— Begin Text —

Once the news about the fine native timbers of New Zealand got back, expeditions made sure to bring in handsaws and pitsaws to cope with the forest giants. Cook, on his second voyage to New Zealand, had a tree cut down and sawn into manageable planks. This was probably the first instance of pitsawing to be carried out in this country. As New Zealand timber came to be more and more in demand for ship building, these contrivances were set up everywhere in the bush, and all settlements had their sawyers and smiths.
The problem then arose of how to transport the newly felled logs to the mills for sawing. Bullocks were imported to do this job, and often little bush tramways were built to make the job easier. On downhill slopes log chutes were cleared, so that the logs could slide down easily without using animal labour. These chutes were made greasy by having small streams diverted onto them, which kept the floor of the chute muddy. Digging the chutes and diverting the streams entailed much labour, but once the job was done it was usually found to be well worth the trouble.
Bush tramways, long disused and green with fern and moss, are a common sight in the depths of remaining native forests. At first teams of bullocks or horses were used to haul the bogies of logs, but later steam took over the job. The first steam operated tramway was used in Marlborough in 1870. The loco was powered by waste wood from the cuttings, so was self-sustaining fuelwise, but the fire risk from the impressive gusts of smoke and cinders was high, especially as the timber became thin from logging out, and dried.

— End Text —
— Begin Given data —

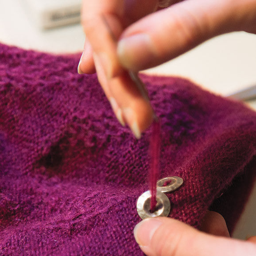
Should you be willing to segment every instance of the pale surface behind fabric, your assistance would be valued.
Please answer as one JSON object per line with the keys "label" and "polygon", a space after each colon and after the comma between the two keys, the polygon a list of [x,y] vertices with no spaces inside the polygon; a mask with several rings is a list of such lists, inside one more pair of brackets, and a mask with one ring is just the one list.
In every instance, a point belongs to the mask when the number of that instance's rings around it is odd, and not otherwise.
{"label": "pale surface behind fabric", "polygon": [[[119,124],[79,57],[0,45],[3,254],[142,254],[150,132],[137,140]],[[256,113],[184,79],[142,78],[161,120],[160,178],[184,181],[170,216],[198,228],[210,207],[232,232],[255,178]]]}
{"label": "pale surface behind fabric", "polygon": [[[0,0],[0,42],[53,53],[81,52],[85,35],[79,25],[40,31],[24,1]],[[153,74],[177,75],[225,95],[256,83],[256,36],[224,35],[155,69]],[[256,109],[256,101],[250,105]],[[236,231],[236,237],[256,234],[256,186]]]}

— End Given data —
— Begin Given data —

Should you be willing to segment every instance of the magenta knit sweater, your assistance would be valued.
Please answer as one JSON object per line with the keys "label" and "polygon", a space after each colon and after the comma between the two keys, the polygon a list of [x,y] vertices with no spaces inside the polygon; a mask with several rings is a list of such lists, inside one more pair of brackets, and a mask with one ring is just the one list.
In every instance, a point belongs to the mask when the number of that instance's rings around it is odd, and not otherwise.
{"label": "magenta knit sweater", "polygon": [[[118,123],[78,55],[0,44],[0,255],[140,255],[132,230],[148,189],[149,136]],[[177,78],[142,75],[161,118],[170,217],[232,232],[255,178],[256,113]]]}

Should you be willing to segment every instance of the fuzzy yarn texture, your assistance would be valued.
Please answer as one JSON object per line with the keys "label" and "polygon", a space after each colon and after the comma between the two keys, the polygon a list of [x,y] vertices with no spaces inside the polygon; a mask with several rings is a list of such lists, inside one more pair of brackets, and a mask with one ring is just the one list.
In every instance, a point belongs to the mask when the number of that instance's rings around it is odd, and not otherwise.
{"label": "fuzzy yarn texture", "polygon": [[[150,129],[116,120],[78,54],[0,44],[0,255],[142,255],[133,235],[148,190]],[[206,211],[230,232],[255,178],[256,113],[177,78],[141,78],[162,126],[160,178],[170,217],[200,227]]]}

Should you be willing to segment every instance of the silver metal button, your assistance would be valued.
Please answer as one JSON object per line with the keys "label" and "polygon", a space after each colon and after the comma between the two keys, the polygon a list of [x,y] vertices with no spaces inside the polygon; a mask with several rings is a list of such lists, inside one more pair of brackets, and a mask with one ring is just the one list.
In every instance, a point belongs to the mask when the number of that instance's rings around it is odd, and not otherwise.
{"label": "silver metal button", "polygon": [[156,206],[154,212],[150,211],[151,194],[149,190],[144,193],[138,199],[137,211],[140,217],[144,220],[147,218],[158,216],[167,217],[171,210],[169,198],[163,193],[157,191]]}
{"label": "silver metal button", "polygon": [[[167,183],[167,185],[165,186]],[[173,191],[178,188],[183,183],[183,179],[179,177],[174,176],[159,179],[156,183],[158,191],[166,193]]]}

— End Given data —

▸ **Objective**
Answer these questions from the text on early logging in New Zealand.
1. On whose second voyage was a tree cut down and sawn into planks?
2. What kept the floor of the log chutes muddy?
3. Where and in what year was the first steam-operated tramway used?

▸ **Answer to this exercise**
1. Cook's.
2. Small streams diverted onto the chutes.
3. In Marlborough, in 1870.